# my first bluegill mount almost time to put it on the base!



## BP1992 (Dec 24, 2010)

Looks good


----------



## V.Fleming (Oct 4, 2011)

Not bad for your first. You should try some of the dry pigment paints, they are a lot of fun to play with.


----------



## cossack (May 11, 2011)

Nice job. Eye placement is excellent and the airbrush work is very natural.


----------



## JerseyJays (Jul 12, 2008)

Nice, I recognized that workbench in the pic before even reading your post. I graduated from there in 2006. Wow time flies, feels like yesterday. I was just up at Darrick's place over Xmas, I stop in on holidays cause my inlaws live out that way ( I'm from jersey, met my fiancé in town there while I was in school lol)

Who's the fish instructor? Darrick? He is a killer artist, ask a lot of questions, he has another of knowledge to share.

Overall, airbrushing and epoxy work is the hardest part of taxidermy in my opinion. Definitely look into using wax, pencils, powders, etc. anything that sticks will work wonders. Some of the best fish mounts I've seen had less than 10% done with an airbrush.

Say hello to Darrick and Dan for me! Mark, denny, kimble, sonya, and ruthan too if they are still there

They know me as "jersey"


----------



## JerseyJays (Jul 12, 2008)

Here's my first bluegill from that very same bench 6years ago...


----------



## Triggins (Aug 30, 2012)

PJSIBLEY said:


> View attachment 1567076
> any taxidermy tips or tricks anyone would like to share im all ears! im at Pennsylvania institute of taxidermy right now. on fish course now next is bird! i cant wait!!


:thumbs_up


----------



## PJSIBLEY (Aug 27, 2012)

awesome! darrick and andy are the instructors and yes ruthann is still here! lol im headin to school now! i will def. relay the message! mayb very nice to meet a fellow PIT member!


JerseyJays said:


> Nice, I recognized that workbench in the pic before even reading your post. I graduated from there in 2006. Wow time flies, feels like yesterday. I was just up at Darrick's place over Xmas, I stop in on holidays cause my inlaws live out that way ( I'm from jersey, met my fiancé in town there while I was in school lol)
> 
> Who's the fish instructor? Darrick? He is a killer artist, ask a lot of questions, he has another of knowledge to share.
> 
> ...


----------

Dataset records:
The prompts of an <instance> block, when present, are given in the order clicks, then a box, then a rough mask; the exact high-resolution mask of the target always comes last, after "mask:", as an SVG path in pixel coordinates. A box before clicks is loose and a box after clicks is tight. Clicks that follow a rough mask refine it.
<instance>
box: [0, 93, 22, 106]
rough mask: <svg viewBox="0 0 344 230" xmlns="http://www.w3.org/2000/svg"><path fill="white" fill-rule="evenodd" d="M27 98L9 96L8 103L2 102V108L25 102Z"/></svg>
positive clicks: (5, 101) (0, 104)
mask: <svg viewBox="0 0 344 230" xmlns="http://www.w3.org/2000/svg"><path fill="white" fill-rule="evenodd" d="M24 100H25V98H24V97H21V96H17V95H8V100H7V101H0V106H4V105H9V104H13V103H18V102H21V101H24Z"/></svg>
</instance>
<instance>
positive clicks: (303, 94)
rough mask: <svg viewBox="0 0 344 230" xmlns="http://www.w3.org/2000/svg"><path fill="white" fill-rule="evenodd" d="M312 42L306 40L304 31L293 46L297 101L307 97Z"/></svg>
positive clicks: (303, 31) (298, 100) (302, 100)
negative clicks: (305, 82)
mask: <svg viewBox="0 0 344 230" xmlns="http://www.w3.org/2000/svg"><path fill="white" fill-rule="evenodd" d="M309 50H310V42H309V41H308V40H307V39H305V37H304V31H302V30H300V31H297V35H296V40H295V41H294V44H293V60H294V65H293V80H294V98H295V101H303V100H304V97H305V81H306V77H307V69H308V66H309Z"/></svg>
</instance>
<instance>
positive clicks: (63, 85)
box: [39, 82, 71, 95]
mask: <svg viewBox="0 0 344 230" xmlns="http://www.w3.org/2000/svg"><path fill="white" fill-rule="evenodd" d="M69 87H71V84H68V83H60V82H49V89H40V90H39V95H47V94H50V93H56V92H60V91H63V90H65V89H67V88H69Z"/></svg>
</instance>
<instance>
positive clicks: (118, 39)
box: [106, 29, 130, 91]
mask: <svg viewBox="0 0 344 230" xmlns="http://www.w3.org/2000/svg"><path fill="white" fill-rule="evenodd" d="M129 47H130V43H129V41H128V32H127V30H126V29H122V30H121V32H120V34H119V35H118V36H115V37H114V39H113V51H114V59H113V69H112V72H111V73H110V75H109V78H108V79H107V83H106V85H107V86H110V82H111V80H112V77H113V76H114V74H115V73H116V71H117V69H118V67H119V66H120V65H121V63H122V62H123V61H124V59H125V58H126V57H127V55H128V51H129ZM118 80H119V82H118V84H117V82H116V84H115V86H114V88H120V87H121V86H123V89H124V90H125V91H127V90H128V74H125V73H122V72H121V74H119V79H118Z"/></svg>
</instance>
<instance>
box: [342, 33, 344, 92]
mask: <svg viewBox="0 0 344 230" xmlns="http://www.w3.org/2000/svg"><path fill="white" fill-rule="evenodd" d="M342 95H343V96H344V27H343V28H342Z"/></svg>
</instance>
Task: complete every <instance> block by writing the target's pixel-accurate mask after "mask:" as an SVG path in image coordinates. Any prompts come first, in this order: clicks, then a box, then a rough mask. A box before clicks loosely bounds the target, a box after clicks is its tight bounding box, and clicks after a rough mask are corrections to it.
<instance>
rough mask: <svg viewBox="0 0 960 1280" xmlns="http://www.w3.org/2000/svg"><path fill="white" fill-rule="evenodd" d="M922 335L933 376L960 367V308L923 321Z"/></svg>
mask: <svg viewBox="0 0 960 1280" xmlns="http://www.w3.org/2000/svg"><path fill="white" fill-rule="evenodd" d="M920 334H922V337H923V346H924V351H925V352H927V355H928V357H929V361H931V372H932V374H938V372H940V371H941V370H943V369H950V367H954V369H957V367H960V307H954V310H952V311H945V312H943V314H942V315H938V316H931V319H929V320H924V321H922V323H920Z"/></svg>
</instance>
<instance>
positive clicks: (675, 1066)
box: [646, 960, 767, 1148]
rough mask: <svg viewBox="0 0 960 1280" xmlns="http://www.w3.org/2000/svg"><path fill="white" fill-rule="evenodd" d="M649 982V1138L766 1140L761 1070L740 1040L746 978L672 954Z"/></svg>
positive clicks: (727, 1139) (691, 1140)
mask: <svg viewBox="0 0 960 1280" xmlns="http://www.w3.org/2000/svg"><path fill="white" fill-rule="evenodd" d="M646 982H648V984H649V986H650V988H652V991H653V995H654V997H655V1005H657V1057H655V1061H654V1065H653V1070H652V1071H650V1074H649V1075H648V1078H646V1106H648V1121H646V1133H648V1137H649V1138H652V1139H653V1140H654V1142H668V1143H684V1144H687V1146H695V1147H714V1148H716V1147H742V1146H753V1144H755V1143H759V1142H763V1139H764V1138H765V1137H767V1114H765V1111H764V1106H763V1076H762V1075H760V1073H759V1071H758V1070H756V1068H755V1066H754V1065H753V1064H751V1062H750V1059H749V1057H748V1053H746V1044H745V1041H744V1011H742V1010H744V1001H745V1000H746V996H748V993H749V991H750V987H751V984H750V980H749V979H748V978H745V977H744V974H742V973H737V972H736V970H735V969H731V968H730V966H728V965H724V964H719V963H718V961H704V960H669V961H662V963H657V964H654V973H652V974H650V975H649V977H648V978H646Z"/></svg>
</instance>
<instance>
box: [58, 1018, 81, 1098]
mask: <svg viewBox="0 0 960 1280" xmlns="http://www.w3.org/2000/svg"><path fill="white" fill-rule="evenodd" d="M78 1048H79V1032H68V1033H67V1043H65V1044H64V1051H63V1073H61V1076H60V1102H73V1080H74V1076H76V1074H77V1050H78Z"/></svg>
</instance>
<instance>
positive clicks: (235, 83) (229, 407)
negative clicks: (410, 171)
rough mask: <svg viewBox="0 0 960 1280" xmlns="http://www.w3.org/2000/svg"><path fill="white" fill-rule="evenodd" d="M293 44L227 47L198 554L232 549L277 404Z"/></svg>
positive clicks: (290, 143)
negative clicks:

*YOUR TASKS:*
**A)** List each username that appears in a post header of the forum thread, naming each one only once.
**B)** Count how many lines in the dataset rows contain the string "positive".

*RESULTS OF THE TASKS:*
**A)**
BP1992
V.Fleming
cossack
JerseyJays
Triggins
PJSIBLEY

**B)** 9